Part of a data file
------------------------------
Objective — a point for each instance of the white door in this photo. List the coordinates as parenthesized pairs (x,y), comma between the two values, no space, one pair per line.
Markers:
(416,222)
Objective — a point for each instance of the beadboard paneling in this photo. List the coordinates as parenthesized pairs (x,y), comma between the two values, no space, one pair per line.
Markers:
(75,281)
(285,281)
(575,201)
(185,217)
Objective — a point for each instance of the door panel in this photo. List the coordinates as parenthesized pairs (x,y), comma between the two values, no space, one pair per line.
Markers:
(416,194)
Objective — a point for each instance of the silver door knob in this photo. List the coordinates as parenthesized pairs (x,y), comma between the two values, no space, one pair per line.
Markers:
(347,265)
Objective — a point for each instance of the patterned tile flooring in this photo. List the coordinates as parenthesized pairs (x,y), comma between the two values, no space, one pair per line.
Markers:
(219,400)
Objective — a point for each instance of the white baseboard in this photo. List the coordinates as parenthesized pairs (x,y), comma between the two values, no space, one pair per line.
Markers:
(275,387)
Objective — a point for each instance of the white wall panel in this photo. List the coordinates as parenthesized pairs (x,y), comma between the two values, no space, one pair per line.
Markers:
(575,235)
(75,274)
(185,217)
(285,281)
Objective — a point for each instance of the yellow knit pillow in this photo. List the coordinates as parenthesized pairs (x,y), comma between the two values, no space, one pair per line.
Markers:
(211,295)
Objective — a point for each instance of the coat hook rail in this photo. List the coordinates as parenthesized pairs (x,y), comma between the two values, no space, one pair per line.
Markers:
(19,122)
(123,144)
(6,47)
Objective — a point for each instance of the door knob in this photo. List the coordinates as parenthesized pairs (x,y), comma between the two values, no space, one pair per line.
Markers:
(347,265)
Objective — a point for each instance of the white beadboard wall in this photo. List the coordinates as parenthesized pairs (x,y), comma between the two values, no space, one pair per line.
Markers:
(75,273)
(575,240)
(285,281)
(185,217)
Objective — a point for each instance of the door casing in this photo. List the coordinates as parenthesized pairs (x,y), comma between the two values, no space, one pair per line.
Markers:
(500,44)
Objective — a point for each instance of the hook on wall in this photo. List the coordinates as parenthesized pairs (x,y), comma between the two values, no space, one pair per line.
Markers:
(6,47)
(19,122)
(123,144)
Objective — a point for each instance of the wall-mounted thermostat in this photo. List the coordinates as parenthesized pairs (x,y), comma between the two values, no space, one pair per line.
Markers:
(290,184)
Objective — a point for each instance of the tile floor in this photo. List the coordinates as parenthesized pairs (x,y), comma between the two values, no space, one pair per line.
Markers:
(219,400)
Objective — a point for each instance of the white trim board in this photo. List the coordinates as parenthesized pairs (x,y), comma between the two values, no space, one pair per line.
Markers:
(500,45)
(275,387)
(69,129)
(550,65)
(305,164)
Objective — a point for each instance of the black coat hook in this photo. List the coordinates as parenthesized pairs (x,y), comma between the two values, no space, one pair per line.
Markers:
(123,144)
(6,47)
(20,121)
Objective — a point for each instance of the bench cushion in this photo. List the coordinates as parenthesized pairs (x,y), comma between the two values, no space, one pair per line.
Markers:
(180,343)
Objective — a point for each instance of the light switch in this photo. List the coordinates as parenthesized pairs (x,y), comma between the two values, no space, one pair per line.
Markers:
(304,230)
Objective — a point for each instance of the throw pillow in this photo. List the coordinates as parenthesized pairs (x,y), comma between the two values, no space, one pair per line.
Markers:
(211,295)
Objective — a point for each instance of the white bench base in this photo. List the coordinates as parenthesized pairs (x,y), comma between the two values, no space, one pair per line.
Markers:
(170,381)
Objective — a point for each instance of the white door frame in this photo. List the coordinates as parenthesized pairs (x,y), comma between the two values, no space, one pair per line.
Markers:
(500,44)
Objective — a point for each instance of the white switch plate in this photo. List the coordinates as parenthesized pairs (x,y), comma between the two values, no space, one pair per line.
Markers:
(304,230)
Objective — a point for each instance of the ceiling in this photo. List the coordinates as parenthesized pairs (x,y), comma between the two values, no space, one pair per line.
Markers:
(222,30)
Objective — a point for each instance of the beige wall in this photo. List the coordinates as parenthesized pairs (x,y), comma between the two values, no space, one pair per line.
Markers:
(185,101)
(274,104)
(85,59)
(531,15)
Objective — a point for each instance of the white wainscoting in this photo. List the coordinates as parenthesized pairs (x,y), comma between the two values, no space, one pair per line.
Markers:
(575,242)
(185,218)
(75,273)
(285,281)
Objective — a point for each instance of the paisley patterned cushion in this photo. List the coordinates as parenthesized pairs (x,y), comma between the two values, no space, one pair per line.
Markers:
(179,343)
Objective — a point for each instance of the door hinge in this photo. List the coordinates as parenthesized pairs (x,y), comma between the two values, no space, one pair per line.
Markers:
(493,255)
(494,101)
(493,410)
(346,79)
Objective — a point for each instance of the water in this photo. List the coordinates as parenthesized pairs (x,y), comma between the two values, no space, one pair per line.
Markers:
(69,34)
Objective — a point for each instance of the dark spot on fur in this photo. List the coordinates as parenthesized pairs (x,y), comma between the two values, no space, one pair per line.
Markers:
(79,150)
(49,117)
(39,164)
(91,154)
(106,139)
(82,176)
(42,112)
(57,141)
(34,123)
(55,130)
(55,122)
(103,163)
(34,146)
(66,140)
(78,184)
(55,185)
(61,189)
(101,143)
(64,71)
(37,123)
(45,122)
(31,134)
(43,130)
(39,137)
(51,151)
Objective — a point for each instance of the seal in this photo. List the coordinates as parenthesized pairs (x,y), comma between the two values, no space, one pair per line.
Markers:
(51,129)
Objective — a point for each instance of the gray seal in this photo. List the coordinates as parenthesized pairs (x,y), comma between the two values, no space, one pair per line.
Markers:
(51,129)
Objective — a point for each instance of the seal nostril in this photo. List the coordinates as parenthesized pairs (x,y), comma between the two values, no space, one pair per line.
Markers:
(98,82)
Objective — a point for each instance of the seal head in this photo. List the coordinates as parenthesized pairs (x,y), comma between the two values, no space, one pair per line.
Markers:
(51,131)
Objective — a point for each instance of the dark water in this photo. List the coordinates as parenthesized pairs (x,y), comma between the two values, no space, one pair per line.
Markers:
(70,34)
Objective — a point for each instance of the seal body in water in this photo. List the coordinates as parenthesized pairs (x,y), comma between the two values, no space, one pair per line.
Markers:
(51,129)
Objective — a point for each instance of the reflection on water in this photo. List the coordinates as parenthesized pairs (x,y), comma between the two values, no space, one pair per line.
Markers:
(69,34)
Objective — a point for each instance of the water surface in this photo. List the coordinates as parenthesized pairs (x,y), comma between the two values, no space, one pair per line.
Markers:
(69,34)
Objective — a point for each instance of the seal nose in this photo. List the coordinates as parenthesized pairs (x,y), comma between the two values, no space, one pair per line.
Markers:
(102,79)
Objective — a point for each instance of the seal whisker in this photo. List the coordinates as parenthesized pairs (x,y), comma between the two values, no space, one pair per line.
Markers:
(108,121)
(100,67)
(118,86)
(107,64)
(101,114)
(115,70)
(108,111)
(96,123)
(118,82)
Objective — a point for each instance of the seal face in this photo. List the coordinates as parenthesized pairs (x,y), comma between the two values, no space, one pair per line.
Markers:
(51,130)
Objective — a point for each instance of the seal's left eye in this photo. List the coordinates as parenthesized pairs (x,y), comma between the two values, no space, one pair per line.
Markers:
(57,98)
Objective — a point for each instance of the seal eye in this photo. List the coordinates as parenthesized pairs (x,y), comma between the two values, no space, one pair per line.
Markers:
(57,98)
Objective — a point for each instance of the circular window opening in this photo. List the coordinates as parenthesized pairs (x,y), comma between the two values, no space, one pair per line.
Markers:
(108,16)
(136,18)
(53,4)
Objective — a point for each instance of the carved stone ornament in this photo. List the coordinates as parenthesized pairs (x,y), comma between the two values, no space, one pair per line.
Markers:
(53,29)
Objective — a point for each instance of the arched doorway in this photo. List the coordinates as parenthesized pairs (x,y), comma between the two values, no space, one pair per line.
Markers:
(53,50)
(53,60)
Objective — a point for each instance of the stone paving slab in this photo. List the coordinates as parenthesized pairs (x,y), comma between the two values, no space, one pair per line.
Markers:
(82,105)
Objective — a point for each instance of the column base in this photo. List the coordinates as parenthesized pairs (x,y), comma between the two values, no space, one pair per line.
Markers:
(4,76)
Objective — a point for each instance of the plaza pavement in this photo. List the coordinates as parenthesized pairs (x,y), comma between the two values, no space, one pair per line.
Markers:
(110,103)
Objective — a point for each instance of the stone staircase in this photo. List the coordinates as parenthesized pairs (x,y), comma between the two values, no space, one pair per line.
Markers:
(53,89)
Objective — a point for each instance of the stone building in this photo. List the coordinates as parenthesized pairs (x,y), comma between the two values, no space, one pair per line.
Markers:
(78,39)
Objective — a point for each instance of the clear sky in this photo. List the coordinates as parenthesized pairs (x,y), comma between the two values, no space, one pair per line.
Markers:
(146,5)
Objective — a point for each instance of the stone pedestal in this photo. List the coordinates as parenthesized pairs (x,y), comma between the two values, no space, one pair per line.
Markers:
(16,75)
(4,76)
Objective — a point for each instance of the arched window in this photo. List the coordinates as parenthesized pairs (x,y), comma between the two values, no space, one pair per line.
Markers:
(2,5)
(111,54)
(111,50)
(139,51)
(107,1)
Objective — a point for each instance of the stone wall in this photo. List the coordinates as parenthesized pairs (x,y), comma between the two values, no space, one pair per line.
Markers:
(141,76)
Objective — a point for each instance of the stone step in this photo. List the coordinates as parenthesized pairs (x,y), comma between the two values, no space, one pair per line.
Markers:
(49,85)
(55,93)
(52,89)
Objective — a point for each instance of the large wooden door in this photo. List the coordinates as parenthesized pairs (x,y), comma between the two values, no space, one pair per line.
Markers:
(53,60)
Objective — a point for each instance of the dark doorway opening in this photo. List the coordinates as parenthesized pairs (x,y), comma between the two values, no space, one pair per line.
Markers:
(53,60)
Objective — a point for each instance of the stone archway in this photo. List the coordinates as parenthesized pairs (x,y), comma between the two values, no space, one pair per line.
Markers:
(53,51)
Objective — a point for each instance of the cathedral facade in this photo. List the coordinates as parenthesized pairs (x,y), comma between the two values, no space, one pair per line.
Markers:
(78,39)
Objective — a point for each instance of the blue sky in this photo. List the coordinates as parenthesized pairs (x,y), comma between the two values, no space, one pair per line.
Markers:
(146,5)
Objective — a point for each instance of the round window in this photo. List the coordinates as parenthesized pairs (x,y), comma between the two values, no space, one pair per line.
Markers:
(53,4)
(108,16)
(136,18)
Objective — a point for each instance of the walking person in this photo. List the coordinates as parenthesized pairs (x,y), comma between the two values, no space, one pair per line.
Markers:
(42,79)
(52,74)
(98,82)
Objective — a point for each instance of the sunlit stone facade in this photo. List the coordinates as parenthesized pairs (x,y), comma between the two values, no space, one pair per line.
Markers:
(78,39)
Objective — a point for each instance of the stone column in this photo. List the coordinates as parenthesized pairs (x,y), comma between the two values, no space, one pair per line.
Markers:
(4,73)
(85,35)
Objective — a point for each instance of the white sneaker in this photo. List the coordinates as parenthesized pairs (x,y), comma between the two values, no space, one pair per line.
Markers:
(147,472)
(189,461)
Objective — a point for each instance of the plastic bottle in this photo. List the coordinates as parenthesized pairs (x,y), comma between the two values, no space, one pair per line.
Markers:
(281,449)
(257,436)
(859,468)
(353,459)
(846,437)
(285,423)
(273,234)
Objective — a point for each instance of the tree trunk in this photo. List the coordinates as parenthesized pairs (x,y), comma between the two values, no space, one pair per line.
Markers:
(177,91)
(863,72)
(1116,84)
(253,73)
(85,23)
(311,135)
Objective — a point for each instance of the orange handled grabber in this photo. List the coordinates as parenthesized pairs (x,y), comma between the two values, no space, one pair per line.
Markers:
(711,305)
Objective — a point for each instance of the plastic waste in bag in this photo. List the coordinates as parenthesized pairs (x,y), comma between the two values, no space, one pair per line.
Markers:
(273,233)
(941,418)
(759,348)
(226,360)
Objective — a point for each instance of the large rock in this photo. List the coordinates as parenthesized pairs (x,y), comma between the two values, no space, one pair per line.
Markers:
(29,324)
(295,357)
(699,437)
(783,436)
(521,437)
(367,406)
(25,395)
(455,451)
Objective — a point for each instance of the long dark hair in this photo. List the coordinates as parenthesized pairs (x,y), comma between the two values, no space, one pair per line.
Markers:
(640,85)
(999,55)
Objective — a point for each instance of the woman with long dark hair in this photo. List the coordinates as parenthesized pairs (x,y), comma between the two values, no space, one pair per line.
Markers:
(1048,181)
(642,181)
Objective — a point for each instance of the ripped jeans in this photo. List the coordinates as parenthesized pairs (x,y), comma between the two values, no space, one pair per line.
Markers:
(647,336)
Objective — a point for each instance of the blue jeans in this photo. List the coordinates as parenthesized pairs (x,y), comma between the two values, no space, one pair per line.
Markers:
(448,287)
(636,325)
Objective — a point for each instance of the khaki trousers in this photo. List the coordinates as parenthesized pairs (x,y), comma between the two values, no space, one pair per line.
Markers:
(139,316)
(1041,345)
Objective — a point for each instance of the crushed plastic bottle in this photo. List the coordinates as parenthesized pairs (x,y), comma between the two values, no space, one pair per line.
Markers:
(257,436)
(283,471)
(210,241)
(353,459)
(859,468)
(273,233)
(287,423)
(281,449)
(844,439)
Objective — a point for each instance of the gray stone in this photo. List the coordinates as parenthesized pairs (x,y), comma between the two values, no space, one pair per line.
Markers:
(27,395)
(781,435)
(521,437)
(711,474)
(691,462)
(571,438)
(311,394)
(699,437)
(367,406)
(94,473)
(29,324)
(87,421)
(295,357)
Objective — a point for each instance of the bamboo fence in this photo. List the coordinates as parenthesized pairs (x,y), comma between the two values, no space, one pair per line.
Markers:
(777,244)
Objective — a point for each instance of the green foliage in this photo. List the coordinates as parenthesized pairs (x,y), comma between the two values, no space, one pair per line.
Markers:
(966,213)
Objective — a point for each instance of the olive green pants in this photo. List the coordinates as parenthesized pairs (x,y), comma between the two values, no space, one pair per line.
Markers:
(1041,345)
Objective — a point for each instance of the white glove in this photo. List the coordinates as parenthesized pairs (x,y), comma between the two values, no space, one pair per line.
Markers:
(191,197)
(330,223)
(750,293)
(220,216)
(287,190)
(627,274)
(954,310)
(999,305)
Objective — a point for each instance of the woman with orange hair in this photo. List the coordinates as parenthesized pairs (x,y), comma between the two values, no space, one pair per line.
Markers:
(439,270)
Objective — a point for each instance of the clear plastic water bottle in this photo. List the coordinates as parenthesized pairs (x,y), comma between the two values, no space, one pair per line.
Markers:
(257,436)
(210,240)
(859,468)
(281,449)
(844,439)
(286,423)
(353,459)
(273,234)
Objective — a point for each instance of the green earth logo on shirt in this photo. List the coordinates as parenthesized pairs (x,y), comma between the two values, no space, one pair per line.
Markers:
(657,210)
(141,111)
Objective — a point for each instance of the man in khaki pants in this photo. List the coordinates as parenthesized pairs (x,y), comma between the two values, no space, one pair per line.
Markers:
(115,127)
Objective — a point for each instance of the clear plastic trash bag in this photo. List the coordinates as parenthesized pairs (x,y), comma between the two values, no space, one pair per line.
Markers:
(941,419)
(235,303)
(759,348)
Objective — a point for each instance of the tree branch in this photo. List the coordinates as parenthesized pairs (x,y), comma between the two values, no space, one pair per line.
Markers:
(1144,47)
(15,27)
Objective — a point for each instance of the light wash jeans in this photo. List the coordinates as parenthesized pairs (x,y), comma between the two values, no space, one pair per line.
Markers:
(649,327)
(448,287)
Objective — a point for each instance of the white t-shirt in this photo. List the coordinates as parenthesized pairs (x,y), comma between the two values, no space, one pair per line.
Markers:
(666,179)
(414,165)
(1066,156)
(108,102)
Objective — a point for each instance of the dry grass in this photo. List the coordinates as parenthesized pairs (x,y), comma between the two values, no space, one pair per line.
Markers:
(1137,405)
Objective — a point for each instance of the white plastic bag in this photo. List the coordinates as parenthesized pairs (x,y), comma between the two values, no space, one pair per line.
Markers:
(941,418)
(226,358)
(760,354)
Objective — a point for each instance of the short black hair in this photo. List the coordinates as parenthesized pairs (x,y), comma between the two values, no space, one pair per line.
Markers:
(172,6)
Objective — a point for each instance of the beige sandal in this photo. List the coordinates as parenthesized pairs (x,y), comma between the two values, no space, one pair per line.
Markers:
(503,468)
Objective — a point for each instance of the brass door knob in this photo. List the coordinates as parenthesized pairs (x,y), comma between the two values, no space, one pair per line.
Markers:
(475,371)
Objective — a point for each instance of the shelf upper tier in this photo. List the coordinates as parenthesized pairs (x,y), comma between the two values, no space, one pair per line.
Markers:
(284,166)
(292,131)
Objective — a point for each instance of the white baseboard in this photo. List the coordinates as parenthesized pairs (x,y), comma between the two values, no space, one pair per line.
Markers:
------------------------------
Print only the lines from the one with "Objective — a point for each instance of the short" to the end of the records, both included.

*Exercise answer:*
Objective — a point for each instance of the short black hair in this photo. List the coordinates as parenthesized pairs (x,y), comma between the two values, no space, one pair per line.
Markers:
(172,6)
Objective — a point for each instance of the beige sandal in this photo. List the coordinates as parenthesized pairs (x,y), comma between the two values, no space, one pair per line.
Markers:
(503,468)
Objective — a point for each instance of the brass door knob in this photo. List the coordinates as parenthesized pairs (x,y), comma between the two values, no space, one pair per line.
Markers:
(475,371)
Objective — a point for each instance of the shelf upper tier in this photo. List the coordinates as parenthesized pairs (x,y), comma between the two values, no space, one pair per line.
Markers:
(284,166)
(292,131)
Objective — a point for each instance of the white baseboard in this photo. List the coordinates as parenthesized pairs (x,y), comma between the two values, no space, one pair per line.
Markers:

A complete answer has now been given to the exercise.